The Bill includes a number of amendments intended to increase the effectiveness of the fitness to practise processes. Currently, under the Medical Practitioners Act 2007 and the Nurses and Midwives Act 2011, complaints are directed to the preliminary proceedings committee for investigation, and progress on investigations is dependent to an extent on the scheduling of committee meetings. To expedite investigations, the Bill provides that complaints will be made to the chief executive officer, CEO, and will be investigated prior to being referred to the preliminary proceedings committee for decision. This will shorten the time to process complaints and will mean the preliminary proceedings committee's time can be used more efficiently in making decisions on complaints. This will be of benefit to the regulator, the complainant, the registrant, witnesses and, ultimately, the public.

Another important provision is the separation of qualification recognition from registration in those Acts where it is not currently provided, namely, the Dentists Act 1985 and the Medical Practitioners Act 2007. These Acts currently provide that a professional whose qualification has been recognised must be registered. Separating qualification recognition from registration will allow these regulators to introduce language and fit-and-proper person checks prior to registration and will enable the regulators to take the appropriate action where these checks are not satisfactory. Additional changes provided by the Bill include an amendment to the Health Act 1953 to remove specific requirements regarding the composition of interview boards for medical consultant posts. These requirements are an unnecessary burden and do not lend themselves to efficient recruitment processes.

- Provided material

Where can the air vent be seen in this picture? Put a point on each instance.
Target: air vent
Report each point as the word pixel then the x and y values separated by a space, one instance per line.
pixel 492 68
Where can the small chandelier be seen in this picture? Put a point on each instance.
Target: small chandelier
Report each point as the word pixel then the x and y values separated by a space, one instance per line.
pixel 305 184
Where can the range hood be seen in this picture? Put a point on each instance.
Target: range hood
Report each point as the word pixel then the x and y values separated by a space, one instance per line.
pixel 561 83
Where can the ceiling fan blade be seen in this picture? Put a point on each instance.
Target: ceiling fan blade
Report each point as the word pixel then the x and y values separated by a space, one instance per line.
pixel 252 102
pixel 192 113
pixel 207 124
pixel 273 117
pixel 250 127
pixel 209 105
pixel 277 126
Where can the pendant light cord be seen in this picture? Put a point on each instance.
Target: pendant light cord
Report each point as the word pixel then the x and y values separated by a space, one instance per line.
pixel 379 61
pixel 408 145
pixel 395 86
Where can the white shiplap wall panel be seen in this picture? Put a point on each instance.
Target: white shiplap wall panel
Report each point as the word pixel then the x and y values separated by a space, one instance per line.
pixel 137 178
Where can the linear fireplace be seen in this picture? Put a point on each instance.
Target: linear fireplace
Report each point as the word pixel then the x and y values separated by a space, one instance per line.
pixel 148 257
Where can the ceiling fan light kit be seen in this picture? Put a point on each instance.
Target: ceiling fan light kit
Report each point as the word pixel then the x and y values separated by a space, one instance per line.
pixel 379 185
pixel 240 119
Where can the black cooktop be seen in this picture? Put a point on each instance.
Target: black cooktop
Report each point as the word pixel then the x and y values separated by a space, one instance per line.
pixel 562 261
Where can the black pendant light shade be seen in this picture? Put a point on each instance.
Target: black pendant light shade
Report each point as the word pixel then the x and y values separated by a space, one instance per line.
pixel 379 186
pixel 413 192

- Exercise brief
In the passage about the Bill's amendments, to whom will complaints be made before they reach the preliminary proceedings committee?

- Response to the exercise
The chief executive officer (CEO)